Point localization data
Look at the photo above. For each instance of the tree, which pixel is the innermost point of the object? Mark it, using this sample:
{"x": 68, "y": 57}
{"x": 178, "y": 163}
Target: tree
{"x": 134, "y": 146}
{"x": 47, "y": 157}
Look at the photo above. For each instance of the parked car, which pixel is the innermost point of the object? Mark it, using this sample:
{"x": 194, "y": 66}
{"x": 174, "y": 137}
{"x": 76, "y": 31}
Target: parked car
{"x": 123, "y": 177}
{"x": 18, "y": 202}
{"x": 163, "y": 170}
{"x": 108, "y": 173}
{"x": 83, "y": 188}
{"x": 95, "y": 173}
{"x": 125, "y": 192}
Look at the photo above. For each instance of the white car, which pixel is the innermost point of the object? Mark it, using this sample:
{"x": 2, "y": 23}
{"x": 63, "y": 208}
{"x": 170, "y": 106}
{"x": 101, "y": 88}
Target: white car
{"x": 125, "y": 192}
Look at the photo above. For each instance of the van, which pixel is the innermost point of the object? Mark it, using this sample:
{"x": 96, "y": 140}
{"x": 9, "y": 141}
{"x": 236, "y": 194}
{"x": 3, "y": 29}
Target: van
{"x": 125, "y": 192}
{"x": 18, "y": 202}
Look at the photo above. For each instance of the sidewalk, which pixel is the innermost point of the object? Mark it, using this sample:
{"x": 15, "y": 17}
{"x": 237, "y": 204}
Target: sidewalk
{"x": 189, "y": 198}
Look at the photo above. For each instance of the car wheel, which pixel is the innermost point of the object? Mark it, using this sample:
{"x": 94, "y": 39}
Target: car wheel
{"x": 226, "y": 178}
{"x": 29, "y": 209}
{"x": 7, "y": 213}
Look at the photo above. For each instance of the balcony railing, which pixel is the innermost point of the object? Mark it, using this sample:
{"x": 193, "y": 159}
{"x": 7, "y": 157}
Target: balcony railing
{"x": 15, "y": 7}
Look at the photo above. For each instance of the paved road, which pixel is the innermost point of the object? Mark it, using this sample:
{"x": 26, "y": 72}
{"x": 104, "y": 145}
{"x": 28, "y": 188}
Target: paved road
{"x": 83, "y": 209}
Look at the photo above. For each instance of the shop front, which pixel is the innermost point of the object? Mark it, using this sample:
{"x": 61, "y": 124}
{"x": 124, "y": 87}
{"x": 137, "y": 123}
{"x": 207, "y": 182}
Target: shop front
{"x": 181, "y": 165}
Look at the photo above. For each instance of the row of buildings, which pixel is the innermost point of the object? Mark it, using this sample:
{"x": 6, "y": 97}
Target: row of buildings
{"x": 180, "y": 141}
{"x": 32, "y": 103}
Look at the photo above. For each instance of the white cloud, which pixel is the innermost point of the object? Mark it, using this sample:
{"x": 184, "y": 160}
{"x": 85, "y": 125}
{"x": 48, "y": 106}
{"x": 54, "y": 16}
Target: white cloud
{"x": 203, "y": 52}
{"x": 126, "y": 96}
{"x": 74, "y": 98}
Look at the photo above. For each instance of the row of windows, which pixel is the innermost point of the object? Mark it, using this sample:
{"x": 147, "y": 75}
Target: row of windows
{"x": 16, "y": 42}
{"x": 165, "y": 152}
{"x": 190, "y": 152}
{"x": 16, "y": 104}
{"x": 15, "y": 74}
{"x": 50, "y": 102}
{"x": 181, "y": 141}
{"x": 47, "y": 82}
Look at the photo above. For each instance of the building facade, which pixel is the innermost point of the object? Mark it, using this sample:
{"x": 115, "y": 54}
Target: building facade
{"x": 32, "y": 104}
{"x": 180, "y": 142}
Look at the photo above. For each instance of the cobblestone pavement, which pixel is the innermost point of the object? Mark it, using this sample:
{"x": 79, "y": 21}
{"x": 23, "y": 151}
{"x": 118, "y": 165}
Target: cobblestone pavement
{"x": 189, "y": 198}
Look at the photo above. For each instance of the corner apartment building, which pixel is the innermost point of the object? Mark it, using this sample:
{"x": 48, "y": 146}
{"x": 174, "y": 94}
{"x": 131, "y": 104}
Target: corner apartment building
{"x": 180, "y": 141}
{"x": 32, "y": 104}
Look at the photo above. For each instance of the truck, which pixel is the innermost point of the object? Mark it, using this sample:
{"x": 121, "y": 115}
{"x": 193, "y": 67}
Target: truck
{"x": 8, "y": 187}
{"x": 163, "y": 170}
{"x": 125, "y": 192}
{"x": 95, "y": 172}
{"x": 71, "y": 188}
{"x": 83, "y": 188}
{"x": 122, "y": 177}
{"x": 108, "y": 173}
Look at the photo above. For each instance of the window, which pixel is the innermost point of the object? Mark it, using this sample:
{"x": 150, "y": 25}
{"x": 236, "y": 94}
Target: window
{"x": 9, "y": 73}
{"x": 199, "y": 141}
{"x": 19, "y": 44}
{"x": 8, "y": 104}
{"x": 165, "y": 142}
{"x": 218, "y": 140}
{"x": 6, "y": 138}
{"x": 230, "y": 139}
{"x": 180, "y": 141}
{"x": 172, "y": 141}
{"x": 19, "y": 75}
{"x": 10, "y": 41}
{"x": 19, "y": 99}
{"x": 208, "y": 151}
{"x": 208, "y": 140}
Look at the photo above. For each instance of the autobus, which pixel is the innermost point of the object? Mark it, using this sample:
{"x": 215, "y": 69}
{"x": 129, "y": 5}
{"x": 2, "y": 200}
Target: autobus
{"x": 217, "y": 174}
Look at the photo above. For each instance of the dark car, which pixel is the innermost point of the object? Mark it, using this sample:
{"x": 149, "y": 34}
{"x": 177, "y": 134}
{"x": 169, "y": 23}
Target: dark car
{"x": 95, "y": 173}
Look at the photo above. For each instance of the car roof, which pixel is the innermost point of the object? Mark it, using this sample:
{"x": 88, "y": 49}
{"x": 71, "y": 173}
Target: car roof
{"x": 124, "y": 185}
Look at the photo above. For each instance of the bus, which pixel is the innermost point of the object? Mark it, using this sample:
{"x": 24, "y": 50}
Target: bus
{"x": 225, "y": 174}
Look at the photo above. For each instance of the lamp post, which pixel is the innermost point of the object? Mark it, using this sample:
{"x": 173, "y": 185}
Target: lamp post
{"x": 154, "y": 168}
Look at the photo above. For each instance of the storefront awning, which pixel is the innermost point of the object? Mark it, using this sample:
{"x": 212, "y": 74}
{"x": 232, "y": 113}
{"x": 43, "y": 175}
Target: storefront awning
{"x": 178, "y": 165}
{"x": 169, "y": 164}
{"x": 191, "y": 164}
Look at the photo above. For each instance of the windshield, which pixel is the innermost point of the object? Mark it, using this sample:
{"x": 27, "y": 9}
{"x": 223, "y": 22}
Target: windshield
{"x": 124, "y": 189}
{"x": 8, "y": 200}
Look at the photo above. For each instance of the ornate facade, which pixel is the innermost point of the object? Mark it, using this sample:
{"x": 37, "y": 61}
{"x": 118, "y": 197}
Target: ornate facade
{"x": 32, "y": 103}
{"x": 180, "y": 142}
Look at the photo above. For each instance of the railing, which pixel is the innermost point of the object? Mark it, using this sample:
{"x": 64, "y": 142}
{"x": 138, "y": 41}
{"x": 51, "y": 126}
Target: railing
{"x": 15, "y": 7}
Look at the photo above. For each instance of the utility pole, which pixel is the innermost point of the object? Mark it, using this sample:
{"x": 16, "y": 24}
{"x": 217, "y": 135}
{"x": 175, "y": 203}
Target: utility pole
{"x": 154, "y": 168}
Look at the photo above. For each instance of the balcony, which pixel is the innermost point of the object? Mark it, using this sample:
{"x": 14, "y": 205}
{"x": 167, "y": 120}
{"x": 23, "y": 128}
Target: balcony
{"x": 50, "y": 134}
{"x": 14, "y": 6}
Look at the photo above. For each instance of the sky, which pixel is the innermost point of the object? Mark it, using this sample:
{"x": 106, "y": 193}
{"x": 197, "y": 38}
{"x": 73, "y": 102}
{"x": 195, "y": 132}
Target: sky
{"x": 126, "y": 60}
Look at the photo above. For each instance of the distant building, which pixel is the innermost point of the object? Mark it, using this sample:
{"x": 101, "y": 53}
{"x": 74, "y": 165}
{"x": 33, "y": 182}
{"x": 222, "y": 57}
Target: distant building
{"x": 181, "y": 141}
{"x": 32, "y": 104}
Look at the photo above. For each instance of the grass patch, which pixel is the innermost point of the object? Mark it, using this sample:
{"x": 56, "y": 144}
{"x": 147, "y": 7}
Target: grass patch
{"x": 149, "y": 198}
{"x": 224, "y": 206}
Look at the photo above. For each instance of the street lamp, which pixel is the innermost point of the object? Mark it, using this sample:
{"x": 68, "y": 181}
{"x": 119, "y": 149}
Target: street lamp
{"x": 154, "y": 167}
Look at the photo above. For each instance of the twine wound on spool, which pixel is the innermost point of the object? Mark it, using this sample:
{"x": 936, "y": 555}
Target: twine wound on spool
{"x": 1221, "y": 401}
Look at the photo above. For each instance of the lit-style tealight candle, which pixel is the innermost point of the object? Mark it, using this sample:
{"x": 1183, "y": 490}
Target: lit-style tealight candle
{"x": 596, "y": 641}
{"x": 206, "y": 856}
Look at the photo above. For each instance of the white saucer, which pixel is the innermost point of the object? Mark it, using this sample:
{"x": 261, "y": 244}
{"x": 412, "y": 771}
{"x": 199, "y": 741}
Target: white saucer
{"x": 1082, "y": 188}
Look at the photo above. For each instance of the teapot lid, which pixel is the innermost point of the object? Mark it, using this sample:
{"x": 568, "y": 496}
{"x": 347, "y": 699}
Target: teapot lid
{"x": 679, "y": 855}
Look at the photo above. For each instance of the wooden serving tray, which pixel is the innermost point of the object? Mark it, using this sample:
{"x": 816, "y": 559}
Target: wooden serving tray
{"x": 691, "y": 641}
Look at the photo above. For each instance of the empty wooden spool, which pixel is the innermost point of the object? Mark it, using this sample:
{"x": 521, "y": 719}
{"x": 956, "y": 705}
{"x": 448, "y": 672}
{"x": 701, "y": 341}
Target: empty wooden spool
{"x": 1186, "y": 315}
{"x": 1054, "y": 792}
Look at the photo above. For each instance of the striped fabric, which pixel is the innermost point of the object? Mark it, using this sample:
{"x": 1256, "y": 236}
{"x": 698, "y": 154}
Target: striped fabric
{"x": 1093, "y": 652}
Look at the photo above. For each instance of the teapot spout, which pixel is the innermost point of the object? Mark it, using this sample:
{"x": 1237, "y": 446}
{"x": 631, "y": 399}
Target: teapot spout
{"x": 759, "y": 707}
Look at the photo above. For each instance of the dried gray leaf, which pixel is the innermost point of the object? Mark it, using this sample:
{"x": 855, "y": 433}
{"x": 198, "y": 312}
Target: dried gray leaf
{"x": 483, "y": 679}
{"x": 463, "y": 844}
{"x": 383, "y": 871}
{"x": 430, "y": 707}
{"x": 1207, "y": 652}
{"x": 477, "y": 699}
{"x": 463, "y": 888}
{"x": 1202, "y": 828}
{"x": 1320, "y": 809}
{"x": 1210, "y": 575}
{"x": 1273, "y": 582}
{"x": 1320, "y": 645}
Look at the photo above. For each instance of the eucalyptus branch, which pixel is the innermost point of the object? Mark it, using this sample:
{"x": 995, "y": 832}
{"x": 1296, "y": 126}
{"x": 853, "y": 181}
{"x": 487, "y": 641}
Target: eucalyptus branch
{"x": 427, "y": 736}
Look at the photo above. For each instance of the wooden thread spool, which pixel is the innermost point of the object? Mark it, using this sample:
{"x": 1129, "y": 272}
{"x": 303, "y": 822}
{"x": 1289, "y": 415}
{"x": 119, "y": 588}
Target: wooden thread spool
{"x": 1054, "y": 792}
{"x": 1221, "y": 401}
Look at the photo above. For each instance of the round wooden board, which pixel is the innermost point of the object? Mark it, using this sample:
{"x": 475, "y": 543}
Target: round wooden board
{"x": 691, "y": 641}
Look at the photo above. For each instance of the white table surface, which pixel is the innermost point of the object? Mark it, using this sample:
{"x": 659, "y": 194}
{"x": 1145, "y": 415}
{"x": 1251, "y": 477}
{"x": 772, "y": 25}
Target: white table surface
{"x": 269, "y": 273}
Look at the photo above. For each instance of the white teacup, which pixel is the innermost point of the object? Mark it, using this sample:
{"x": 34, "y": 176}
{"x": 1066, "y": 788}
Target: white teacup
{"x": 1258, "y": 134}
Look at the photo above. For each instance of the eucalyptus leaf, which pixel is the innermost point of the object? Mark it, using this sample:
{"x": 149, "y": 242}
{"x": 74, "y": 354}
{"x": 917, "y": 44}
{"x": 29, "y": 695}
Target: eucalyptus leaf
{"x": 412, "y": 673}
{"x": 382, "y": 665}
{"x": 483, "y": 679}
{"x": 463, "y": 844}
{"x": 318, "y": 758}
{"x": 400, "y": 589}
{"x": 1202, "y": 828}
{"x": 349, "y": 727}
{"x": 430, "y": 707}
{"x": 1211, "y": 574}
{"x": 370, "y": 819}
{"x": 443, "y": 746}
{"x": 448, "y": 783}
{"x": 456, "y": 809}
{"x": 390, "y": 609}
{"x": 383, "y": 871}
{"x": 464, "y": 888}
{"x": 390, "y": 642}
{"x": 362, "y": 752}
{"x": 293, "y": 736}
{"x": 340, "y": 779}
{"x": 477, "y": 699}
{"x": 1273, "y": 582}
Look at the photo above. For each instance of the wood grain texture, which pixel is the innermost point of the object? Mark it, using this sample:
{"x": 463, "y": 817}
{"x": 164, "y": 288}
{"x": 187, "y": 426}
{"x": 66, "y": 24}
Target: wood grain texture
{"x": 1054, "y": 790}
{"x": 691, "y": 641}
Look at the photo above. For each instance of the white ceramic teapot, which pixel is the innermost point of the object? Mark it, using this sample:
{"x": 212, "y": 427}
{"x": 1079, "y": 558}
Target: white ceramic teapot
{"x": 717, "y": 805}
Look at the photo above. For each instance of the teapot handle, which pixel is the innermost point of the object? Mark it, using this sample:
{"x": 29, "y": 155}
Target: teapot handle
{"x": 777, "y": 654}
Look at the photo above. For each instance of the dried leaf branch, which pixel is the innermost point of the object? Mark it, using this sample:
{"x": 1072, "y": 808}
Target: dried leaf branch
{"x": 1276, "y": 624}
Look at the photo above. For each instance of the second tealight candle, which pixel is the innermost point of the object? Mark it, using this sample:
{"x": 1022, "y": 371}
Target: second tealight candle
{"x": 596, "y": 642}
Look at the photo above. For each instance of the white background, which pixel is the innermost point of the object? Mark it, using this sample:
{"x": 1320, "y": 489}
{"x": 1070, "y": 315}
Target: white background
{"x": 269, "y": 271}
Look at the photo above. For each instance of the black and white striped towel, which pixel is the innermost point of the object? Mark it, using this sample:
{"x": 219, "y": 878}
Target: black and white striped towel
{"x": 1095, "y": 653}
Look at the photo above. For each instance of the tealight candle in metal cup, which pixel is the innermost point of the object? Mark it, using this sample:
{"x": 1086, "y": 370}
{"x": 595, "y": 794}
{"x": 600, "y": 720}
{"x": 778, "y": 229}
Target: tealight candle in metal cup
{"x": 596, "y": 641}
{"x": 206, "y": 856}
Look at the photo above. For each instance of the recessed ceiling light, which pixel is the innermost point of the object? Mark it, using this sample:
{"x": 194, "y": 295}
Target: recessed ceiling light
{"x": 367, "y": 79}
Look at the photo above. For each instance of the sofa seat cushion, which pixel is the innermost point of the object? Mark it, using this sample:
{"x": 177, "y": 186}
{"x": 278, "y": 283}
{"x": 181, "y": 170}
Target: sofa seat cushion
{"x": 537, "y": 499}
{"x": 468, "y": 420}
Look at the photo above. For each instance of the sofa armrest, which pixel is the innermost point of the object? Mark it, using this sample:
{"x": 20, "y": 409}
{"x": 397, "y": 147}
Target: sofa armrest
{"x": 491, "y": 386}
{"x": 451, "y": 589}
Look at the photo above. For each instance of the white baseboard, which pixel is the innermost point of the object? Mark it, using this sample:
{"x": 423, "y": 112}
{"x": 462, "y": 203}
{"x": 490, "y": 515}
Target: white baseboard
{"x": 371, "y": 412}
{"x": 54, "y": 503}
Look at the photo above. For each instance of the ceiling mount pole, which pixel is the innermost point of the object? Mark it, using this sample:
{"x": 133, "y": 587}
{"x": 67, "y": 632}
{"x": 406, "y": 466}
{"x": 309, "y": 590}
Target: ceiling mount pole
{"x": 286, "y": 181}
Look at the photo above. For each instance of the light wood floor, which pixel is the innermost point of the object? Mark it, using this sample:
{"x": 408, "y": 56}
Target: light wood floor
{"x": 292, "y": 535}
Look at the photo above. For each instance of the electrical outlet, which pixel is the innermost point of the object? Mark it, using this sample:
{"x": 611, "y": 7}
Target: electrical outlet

# EXERCISE
Your answer should consist of copies of the lines above that include the string "outlet".

# OUTPUT FOR THIS EXERCISE
Look at the photo above. For each instance of the electrical outlet, which pixel is the innermost point of the object? Mark it, using this sample:
Target: electrical outlet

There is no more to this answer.